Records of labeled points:

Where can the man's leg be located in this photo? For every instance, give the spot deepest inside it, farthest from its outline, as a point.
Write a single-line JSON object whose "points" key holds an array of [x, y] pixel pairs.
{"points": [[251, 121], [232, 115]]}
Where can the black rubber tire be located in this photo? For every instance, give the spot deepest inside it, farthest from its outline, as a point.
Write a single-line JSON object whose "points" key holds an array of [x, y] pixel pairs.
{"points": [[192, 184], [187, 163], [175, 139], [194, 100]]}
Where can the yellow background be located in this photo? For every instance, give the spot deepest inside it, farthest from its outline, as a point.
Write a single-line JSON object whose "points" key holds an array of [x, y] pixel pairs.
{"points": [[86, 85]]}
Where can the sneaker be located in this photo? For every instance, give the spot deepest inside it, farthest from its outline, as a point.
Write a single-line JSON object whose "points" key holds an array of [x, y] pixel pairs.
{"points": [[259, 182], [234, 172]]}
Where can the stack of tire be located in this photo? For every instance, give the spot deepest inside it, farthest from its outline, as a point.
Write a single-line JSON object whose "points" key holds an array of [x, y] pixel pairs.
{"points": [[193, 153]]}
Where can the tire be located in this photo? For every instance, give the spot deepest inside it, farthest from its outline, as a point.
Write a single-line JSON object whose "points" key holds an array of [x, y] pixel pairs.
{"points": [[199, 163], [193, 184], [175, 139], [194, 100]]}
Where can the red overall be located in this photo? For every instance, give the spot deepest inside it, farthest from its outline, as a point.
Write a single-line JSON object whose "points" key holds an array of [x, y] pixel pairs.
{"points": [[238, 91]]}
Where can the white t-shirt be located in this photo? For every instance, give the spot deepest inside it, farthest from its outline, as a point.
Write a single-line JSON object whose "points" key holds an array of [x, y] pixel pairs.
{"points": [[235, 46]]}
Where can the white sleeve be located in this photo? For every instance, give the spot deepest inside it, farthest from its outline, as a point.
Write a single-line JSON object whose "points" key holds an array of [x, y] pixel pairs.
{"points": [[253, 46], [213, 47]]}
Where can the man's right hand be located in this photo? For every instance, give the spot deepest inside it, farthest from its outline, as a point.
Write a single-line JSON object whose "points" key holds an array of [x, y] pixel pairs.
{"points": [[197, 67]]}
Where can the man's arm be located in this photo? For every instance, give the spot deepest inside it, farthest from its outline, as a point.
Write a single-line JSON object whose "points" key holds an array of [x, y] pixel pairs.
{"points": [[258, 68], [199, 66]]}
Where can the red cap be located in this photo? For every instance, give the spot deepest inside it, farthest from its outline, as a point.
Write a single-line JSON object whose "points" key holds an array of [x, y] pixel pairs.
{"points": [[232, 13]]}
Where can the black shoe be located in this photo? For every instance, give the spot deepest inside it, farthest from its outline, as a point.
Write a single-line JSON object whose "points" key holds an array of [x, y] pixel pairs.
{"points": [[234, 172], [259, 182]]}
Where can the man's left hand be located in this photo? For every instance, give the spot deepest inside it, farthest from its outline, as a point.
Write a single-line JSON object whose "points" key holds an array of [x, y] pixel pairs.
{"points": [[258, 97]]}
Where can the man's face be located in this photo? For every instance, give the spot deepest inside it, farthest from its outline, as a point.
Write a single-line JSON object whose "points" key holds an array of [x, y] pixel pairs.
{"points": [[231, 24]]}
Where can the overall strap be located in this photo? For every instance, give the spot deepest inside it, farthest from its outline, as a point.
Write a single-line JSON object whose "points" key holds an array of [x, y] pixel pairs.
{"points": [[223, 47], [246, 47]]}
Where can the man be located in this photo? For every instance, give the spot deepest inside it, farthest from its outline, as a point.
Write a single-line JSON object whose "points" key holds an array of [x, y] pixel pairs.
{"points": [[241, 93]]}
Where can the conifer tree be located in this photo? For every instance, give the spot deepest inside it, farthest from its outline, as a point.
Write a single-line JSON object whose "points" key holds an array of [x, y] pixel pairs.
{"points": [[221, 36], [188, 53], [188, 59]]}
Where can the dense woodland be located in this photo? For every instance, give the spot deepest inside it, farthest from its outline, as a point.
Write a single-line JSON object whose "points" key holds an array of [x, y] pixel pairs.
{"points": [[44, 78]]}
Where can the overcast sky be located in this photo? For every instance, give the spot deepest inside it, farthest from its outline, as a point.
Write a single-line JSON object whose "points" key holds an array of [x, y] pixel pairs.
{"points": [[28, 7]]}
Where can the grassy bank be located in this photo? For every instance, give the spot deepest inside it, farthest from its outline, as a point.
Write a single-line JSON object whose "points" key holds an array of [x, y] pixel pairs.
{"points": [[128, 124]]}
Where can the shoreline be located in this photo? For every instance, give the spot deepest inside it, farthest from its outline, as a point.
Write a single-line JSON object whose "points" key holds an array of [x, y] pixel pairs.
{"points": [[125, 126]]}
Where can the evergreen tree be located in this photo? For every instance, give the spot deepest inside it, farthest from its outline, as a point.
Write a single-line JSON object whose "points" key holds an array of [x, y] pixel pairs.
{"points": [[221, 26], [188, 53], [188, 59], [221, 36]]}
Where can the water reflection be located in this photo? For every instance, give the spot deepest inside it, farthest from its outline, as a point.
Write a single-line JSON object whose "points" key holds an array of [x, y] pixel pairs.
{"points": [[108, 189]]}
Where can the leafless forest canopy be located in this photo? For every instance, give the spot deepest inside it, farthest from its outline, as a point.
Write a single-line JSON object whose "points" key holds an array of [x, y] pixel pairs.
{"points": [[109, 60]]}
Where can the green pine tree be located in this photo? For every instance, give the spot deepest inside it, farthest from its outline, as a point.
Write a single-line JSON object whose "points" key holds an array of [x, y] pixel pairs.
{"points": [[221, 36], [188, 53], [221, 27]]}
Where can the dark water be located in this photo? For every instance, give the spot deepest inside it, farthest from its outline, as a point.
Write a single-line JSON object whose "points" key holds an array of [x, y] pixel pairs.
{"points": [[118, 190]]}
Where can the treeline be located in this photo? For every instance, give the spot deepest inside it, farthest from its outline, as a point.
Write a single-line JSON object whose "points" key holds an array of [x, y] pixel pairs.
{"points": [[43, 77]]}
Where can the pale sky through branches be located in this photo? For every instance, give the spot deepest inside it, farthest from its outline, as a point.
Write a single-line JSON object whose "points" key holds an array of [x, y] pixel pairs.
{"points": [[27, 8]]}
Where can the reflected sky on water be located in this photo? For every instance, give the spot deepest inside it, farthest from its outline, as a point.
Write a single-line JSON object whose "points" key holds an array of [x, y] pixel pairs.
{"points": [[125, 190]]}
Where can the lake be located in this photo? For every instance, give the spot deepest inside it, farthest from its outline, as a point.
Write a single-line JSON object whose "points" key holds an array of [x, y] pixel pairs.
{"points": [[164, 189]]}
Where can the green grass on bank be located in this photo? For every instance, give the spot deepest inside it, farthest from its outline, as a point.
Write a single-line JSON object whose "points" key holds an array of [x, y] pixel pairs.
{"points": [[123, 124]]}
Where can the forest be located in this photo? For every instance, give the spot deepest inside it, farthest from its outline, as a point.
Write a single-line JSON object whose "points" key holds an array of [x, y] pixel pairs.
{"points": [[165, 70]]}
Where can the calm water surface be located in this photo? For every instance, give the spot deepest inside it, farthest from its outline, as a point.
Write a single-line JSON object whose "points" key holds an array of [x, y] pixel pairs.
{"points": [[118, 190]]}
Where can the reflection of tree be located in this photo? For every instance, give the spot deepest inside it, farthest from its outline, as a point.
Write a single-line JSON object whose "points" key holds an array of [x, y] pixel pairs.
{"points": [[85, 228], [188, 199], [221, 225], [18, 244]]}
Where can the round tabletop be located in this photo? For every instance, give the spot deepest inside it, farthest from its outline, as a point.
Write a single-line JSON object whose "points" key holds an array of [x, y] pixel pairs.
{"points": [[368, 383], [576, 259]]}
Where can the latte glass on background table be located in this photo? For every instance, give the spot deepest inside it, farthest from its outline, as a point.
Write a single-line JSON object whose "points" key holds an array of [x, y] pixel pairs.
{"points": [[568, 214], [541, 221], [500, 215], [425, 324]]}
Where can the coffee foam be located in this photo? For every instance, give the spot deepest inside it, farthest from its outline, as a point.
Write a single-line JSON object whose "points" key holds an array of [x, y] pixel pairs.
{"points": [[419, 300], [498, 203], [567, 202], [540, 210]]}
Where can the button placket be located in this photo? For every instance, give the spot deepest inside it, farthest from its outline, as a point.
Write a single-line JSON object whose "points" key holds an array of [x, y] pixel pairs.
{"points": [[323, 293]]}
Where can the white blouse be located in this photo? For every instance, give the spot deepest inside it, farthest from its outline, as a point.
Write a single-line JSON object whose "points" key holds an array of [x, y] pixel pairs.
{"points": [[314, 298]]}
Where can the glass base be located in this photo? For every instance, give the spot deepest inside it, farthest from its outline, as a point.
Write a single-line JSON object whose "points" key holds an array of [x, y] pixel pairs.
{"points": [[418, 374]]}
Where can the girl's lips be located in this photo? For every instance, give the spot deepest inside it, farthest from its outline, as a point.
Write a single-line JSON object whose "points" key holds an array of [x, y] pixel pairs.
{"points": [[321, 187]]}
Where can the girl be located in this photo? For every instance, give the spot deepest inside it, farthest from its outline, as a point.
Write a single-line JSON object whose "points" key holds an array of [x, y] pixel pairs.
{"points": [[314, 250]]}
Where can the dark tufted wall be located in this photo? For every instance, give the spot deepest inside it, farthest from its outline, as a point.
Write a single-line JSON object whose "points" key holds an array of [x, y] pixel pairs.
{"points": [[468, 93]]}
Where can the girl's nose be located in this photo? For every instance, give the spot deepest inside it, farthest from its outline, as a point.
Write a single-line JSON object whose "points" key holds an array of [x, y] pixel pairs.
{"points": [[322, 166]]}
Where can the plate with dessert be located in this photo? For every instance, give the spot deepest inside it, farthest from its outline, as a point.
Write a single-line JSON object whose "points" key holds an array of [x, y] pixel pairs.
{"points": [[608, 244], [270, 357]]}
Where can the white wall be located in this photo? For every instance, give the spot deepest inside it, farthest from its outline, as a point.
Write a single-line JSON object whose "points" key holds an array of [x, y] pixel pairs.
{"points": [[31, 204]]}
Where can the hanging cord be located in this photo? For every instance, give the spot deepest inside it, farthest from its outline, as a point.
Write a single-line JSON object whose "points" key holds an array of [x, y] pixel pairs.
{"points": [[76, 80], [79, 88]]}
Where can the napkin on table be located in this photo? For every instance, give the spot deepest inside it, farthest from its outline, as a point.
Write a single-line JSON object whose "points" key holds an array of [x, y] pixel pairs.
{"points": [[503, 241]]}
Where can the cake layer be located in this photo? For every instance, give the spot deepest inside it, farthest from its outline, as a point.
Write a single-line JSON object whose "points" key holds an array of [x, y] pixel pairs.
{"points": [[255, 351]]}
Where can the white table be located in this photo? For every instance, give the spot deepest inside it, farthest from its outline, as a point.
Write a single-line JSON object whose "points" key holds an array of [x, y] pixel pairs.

» **WRITTEN REQUEST**
Repeat, character for character, the lines from the one that holds "Where can the white wall" to the final line of the material, inclusive, and no other lines.

» **RESPONSE FOR THIS EXERCISE**
Where can the white wall be located in this photo? For every instance, give the spot deepest inside it, farthest from its outline, as a point.
Write a single-line JSON object whose "points" key holds an array of [x, y] pixel pairs.
{"points": [[31, 204]]}
Where can the hanging cord be located in this photo? For every instance, give the spot deepest inside it, farthest from its outline, as a point.
Write a single-line JSON object whose "points" key holds an array of [x, y] pixel pairs.
{"points": [[76, 80], [79, 88]]}
Where can the napkin on table be located in this photo? For every instance, give the spot deepest inside it, farthest from its outline, as a point.
Write a single-line JSON object whose "points" key holds an array of [x, y] pixel pairs.
{"points": [[503, 241]]}
Where can the cake layer be located in this photo? For every instance, give the spot deepest inside it, farthest from its outline, as a point.
Write a single-line JSON object whose "points" key holds an array of [x, y] pixel pairs.
{"points": [[255, 351]]}
Where can the white table be located in this photo? For every instance, give the spot deepest inside it, farthest from its outline, as a point.
Write a single-line JSON object whose "points" key holds an array of [x, y] pixel pairs.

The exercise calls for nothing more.